Please explain, using the Mother's Day passage, why the writer's thankfulness for the mom and the people nearby now outweighs the sense of loss of the birthmom.

_Reading passage_.
#####

This Mother’s Day, I don’t know if I will go to that place or not.  I feel a little differently, although just writing about last mother’s day above draws my heart close to hers–admittedly.  But, over the last year, the people who actually know me and love me have made themselves very obvious to me.  And, the people who are choosing not to know me have also made themselves very obvious to me.  I am a little more exhausted from trying to know people who don’t want to know me this year.  It still makes me sad.  But not everything can be fixed.  And so, my sense of thankfulness for my mom and those around me seems to overshadow my sense of loss of my birthmom and those around her right now.

Yet–I feel tears well up because of what I stated in Angle #2–I have two moms.  I have been asked to let go of one–to “focus” only on one.  Could you do that?  If you were Naika, a Haitian little girl in a white family, could you  deny the fact that you have two moms and just talk yourself into forgetting about the other one?  I would never ask Naika to do that.  Never.

#####

_Material supplied_.
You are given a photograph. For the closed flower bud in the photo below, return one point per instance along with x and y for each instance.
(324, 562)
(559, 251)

#####

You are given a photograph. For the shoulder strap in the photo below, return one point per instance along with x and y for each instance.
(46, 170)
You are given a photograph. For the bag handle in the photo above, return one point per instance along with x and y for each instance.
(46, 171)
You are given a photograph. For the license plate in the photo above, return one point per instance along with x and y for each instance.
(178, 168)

#####

_Answer section_. Over the last year, the people who actually know and love the writer have made themselves very obvious, and so have the people choosing not to know the writer. The writer is more exhausted from trying to know people who don't want to know them and accepts that not everything can be fixed.